→ DIRECTIONS FOR THIS TASK:
Resume the film review that follows, writing on from its final sentence.

→ DOCUMENT SEGMENT:

** START **

Cranky genius Boris (David) is out with his friends when he turns to the camera and starts narrating his life, recounting his breakup from brainy wife Jessica (McCormick) and how he took in young homeless Melodie (Wood), whose deep dopiness turns out to be rather attractive. Then her fiercely religious mother (Clarkson) arrives to shake things up, followed by her stick-in-the-mud dad (Begley) and a handsome wannabe actor (Cavill). But as Boris says, "If it helps you get through life: whatever works."
Several of Allen's recurring themes are here, from the cynical worldview to the older man/younger woman relationship. Not to mention the fact that a female performance steals the film: Clarkson's turn as the liberated Southern belle is absolutely hysterical. And while David is clearly playing the Allen surrogate, his constant tirades are packed with hilarious observations delivered with a playfully smart vocabulary.

** END **

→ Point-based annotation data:
** START **

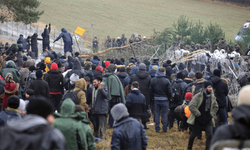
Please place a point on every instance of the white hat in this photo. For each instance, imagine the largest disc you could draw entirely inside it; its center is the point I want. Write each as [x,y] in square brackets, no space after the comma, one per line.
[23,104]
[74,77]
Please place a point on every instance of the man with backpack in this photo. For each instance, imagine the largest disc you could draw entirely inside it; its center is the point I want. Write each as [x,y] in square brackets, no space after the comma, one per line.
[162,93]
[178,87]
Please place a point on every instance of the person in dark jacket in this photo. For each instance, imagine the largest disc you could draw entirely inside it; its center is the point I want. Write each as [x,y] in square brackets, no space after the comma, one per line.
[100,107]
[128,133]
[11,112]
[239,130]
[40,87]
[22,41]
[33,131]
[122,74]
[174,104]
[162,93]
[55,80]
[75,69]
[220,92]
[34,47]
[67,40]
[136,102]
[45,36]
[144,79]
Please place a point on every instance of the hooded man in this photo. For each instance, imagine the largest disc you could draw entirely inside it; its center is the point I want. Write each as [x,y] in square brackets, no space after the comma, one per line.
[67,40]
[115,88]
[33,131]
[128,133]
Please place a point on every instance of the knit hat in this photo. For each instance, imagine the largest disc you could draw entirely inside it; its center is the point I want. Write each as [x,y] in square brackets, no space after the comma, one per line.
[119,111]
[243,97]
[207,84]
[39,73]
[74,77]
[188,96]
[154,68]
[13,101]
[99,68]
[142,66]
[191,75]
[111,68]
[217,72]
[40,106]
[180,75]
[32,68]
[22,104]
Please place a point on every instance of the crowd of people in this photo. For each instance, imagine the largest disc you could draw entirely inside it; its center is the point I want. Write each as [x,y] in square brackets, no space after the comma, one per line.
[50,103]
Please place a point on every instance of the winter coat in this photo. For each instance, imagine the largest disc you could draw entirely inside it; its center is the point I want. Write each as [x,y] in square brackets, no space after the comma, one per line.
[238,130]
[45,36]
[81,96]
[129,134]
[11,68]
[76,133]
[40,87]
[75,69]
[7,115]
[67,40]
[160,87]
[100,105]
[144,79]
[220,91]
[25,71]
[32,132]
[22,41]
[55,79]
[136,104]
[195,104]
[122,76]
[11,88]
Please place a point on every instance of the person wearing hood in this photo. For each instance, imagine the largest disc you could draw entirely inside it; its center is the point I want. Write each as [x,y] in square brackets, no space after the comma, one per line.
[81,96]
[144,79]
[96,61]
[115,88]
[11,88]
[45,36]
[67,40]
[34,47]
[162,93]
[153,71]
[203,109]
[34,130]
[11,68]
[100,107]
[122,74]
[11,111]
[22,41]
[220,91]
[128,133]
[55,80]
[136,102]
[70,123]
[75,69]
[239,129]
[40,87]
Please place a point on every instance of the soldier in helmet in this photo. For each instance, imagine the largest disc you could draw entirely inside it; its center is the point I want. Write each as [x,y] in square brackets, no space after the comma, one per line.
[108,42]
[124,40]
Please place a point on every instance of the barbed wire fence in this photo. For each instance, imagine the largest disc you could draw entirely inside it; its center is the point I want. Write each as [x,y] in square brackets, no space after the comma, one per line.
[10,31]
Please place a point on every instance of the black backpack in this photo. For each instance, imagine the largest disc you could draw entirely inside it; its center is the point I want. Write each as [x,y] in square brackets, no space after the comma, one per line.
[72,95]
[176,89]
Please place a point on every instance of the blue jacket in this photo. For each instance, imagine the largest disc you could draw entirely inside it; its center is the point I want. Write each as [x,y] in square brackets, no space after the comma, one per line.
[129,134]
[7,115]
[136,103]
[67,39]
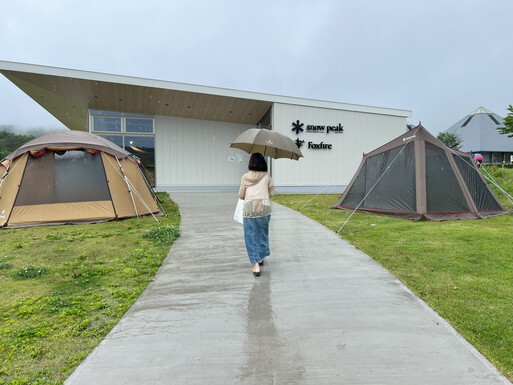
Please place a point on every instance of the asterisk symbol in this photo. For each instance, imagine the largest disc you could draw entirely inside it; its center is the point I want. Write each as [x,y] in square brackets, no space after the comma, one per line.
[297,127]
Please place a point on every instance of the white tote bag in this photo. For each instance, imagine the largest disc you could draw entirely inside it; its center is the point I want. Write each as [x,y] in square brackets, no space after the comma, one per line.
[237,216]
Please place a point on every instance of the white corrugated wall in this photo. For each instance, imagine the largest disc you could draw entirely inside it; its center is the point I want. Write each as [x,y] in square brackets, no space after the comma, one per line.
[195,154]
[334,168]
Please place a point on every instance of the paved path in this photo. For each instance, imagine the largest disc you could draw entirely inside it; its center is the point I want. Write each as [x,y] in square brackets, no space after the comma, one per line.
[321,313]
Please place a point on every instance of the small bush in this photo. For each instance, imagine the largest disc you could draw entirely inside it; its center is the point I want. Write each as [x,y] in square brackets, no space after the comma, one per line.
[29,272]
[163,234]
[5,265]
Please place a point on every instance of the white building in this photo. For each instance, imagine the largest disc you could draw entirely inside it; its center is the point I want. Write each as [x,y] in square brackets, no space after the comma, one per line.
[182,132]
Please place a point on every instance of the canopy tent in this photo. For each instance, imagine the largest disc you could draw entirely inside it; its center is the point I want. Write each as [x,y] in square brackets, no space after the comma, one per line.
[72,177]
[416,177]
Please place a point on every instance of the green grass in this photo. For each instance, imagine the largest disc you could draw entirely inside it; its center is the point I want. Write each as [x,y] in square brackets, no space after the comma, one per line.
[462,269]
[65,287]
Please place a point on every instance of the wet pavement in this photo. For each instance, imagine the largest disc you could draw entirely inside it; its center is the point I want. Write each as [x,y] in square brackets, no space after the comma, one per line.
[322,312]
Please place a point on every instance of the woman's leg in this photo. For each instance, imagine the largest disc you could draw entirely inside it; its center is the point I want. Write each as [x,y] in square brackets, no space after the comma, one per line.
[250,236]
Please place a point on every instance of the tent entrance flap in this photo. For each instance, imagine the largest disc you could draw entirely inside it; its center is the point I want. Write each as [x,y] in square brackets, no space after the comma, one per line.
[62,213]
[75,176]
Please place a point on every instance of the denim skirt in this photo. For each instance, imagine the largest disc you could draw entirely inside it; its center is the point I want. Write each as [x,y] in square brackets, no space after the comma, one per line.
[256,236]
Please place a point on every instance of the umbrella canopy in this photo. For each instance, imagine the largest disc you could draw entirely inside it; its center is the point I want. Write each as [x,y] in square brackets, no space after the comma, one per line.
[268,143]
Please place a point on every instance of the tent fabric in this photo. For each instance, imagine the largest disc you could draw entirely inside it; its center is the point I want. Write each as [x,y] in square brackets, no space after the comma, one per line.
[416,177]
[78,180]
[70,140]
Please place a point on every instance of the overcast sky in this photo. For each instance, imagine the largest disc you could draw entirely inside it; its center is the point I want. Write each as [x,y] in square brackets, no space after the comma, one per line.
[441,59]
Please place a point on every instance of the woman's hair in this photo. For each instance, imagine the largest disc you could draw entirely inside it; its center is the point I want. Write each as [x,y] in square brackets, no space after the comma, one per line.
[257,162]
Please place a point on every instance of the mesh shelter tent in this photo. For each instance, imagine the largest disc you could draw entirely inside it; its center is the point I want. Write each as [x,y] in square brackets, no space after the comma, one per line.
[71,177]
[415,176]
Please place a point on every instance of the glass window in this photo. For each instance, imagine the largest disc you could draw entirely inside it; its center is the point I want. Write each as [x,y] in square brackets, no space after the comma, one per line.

** END **

→ RESPONSE:
Along the way, the film taps into the current climate of angst about personal health, economics, climate change and political instability, although Allen's answer seems to be to just shrug it off. This attitude never quite gels with Boris' nasty superiority complex, as he calls those around him "inchworms" and reminds everyone that he was almost nominated for a Nobel Prize in physics. In other words, he's the real idiot in this film. Despite some mannered acting, the banter is snappy and playfully clever, especially as Boris and Melodie start rubbing off on each other (although we never for a second believe they've fallen in love).
Ultimately, the film finds emotional resonance in entropy, the idea that once your life has changed you can't go back. Fate has more power than our dreams and schemes, and we will only be happy if we can be ourselves and both get and give love along the way. Allen orchestrates all of this in a rather bland visual way, with limited sets and lots of surreal talking to-camera. Actually, this makes it feel less like a play than a rehearsal for a play. Which is perhaps the whole point.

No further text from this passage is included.